Point-per-instance localization data:
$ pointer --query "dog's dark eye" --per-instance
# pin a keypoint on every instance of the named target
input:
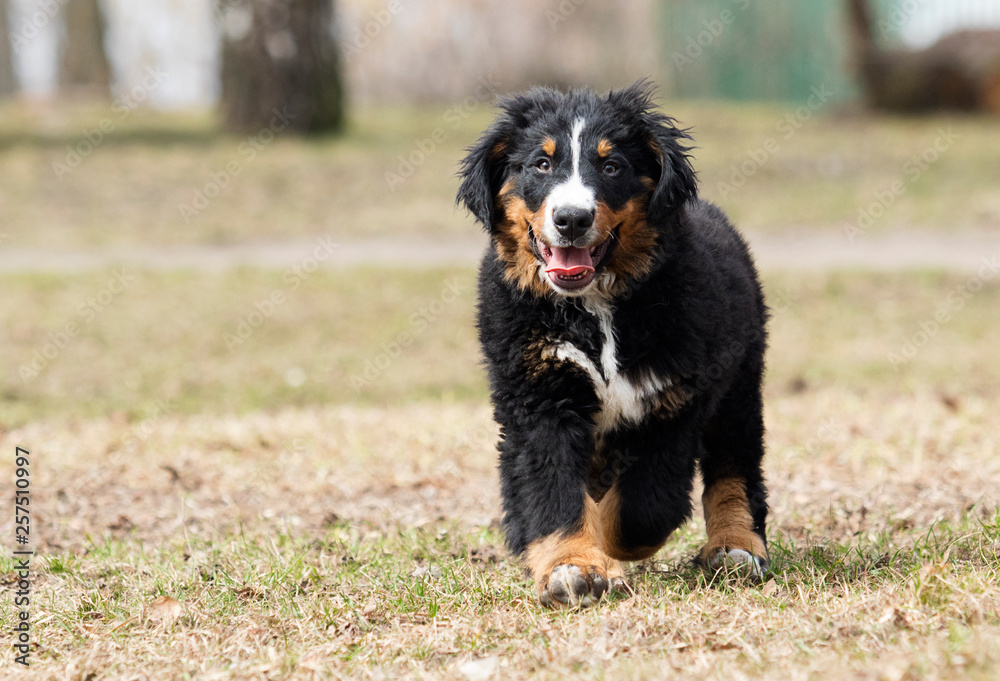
(543, 165)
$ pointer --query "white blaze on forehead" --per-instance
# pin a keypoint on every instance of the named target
(572, 193)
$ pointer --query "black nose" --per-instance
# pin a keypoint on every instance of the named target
(572, 223)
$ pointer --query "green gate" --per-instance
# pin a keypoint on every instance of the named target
(757, 49)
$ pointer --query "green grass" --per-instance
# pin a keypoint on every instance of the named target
(382, 560)
(129, 191)
(205, 508)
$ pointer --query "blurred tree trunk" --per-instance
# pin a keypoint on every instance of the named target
(280, 66)
(961, 71)
(8, 84)
(83, 64)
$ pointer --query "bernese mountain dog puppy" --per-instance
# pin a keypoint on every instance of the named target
(623, 327)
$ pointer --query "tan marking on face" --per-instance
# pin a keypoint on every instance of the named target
(633, 257)
(728, 520)
(514, 243)
(610, 525)
(578, 548)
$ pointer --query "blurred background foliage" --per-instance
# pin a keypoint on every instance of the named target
(433, 50)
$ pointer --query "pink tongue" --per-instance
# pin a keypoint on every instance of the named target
(569, 261)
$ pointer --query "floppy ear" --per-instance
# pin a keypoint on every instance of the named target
(677, 181)
(483, 172)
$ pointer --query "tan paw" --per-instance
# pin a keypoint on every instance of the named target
(573, 586)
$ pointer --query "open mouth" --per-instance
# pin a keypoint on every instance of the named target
(570, 267)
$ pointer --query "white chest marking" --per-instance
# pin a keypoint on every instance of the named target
(621, 399)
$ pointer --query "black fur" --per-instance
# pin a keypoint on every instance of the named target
(697, 318)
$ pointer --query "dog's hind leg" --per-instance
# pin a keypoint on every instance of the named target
(651, 495)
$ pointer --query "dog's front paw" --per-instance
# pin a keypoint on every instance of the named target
(575, 585)
(734, 560)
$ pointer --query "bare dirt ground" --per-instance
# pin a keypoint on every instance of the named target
(960, 252)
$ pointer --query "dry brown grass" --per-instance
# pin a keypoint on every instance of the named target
(356, 542)
(130, 189)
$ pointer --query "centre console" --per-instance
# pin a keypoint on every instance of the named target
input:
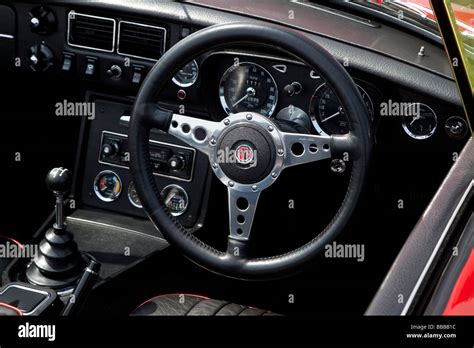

WORK INSTRUCTION:
The expected output is every entry above, character for character, with no pictures.

YOUR RESPONSE:
$ pointer --query "dog's dark eye" --per-instance
# pin a keypoint on every instance of the named target
input:
(543, 165)
$ pointer --query "white blaze on forehead" --per-instance
# pin a keypoint on every instance of the named target
(572, 193)
$ pointer --query "black nose" --per-instance
# pin a keypoint on every instance of the named target
(572, 223)
$ pointer --query "green gate" --per-instance
# pin a keypoint on every instance of the named target
(757, 49)
$ pointer --query "green grass" --per-instance
# pin a keypoint on every instance of the named target
(382, 560)
(129, 191)
(205, 508)
$ pointer --query "blurred tree trunk" --per-instance
# pin a keypoint on every instance of the named target
(280, 66)
(961, 71)
(8, 84)
(83, 64)
$ pointer --query "bernese mountain dog puppy" --per-instance
# pin a keypoint on every instance of the named target
(623, 327)
$ pointer --query "tan marking on face" --per-instance
# pin a keypoint on every instance of the named target
(633, 257)
(728, 520)
(514, 243)
(610, 525)
(578, 548)
$ pointer --query "blurred background foliage" --per-instance
# pin a keypoint on every instance of the named target
(433, 50)
$ pointer --query "pink tongue" --per-instance
# pin a keypoint on every instance of the named target
(569, 261)
$ pointer --query "floppy ear" --per-instance
# pin a keypoint on every instance of the named target
(677, 181)
(483, 172)
$ pointer --query "tan paw" --per-instance
# pin a keypoint on every instance of the named target
(573, 586)
$ pointer --query "open mouth" --per-instance
# pin a keypoint on every instance of the named target
(570, 267)
$ pointer --query "white chest marking" --per-instance
# pin a keypoint on every instance of the named target
(621, 399)
$ pointer --query "black fur" --per-instance
# pin a keypoint on every instance of the named target
(697, 318)
$ pointer --query "dog's hind leg" --per-instance
# pin a keypoint on every instance of the named target
(651, 495)
$ pointer --query "dog's front paw" --per-instance
# pin a keypoint on every instance of the named target
(575, 585)
(734, 560)
$ pointer --query "bare dirt ground" --per-instance
# pin a keypoint on every instance of the named target
(960, 252)
$ pointer --query "dry brown grass" --per-instance
# pin a keypoint on every instance of the named target
(356, 542)
(130, 189)
$ pointer --query "centre console" --per-instance
# pin a keypoint on every instance of the named target
input:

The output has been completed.